Industry analysts said consumers might be pulling back on spending because of tighter credit conditions and more expensive vehicle loans. “Higher interest rates and uncertainty around fiscal policies will slow economic growth, and may become headwinds for auto sales,” said Charlie Chesbrough, an economist for the research firm Cox Automotive.
The impact on employment is uneven, however, reflecting the evolving tastes of American car buyers.
With low gas prices motivating buyers to trade in traditional cars for larger models, factories making trucks and sport utility vehicles are humming, with some producing around the clock on three shifts. Even as overall vehicle sales declined in June, sales of trucks and S.U.V.s rose about 4 percent from a year earlier.
That consumer trend is playing out in the opposite direction at plants building small and midsize cars, which are scaling back or shutting down entirely while they are converted to produce trucks and S.U.V.s.
########
## Objective:
Extract the passage on auto sales and factory jobs in full, word for word. Work only from the passage on auto sales and factory jobs.

## Stored entries:
########
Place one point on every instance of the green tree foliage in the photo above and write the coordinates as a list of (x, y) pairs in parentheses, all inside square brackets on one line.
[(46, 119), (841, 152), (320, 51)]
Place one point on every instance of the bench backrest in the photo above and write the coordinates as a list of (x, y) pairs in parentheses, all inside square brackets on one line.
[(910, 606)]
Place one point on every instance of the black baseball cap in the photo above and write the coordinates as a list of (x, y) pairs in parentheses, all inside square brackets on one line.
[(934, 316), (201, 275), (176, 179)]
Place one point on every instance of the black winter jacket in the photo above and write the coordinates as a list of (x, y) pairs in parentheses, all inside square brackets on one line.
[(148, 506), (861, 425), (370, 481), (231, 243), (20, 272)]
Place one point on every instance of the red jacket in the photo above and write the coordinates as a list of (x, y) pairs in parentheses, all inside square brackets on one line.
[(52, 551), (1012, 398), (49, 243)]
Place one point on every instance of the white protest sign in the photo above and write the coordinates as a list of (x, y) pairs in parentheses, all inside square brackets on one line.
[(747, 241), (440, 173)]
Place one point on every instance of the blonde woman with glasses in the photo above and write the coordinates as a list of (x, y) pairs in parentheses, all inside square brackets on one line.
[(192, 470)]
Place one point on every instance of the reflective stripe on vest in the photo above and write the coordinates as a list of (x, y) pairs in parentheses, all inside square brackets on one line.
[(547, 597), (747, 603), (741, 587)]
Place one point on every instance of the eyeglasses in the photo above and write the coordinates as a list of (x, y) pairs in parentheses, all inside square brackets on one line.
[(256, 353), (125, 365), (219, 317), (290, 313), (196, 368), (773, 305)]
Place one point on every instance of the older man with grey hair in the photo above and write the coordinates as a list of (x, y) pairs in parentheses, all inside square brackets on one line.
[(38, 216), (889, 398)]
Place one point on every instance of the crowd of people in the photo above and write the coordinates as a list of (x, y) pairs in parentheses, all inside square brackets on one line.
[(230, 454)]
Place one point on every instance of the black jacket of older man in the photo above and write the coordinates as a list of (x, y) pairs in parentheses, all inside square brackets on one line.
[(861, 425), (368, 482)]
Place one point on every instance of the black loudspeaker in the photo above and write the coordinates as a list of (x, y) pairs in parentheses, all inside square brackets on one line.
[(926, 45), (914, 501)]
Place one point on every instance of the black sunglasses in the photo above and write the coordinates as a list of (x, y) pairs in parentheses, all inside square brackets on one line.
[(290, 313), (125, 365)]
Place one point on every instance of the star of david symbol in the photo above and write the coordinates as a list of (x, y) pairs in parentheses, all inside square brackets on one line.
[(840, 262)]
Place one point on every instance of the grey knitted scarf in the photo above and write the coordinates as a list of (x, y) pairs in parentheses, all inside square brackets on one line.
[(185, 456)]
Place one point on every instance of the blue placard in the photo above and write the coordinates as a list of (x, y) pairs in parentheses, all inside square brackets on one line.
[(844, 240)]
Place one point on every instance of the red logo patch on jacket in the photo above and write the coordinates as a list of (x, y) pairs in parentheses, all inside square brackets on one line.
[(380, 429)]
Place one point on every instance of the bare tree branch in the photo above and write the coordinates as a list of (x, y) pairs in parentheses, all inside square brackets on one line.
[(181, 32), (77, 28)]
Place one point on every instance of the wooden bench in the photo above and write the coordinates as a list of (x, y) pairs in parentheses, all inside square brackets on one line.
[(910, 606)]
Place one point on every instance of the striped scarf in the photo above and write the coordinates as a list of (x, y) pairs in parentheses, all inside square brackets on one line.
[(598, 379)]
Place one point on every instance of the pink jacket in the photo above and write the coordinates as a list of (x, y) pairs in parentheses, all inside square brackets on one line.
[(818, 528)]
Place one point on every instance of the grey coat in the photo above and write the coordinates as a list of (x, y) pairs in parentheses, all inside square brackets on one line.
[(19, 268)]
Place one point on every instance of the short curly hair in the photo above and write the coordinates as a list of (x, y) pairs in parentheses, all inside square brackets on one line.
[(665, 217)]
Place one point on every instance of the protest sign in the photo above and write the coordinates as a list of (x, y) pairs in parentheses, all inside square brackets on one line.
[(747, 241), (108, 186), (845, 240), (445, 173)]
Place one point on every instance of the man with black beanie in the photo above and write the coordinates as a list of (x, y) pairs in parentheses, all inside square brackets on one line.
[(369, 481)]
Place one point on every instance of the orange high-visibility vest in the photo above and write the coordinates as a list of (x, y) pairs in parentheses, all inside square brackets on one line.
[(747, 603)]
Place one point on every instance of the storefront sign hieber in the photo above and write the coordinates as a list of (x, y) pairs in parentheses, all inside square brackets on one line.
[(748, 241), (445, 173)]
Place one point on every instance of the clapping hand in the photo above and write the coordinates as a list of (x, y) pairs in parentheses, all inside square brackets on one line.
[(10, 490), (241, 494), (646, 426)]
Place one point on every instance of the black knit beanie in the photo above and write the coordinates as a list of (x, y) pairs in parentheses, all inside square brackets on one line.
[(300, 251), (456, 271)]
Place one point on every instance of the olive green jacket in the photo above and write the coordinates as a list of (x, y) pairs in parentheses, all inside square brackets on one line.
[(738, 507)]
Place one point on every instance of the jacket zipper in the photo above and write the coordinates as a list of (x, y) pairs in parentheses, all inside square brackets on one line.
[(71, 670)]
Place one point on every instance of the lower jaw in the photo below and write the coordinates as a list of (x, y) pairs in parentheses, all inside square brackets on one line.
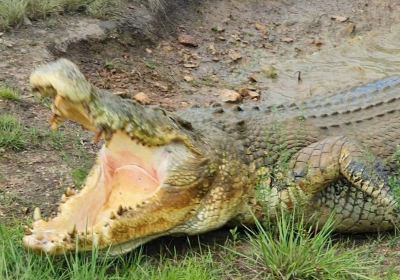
[(86, 217)]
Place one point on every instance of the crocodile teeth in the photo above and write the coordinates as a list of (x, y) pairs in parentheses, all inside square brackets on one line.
[(70, 192), (36, 214)]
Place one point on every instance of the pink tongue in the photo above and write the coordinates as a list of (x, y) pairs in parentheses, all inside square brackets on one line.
[(131, 184)]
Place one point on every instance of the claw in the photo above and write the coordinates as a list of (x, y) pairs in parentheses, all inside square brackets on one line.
[(36, 214), (56, 121), (27, 230)]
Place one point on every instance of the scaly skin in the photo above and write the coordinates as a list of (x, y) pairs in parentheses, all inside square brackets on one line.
[(327, 155)]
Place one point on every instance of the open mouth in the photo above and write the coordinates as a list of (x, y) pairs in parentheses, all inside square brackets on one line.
[(127, 198), (126, 174)]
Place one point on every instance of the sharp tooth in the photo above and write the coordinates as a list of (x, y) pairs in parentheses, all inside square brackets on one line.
[(36, 214), (27, 230)]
########
## Task output:
Industry analysts said consumers might be pulling back on spending because of tighter credit conditions and more expensive vehicle loans. “Higher interest rates and uncertainty around fiscal policies will slow economic growth, and may become headwinds for auto sales,” said Charlie Chesbrough, an economist for the research firm Cox Automotive.
The impact on employment is uneven, however, reflecting the evolving tastes of American car buyers.
With low gas prices motivating buyers to trade in traditional cars for larger models, factories making trucks and sport utility vehicles are humming, with some producing around the clock on three shifts. Even as overall vehicle sales declined in June, sales of trucks and S.U.V.s rose about 4 percent from a year earlier.
That consumer trend is playing out in the opposite direction at plants building small and midsize cars, which are scaling back or shutting down entirely while they are converted to produce trucks and S.U.V.s.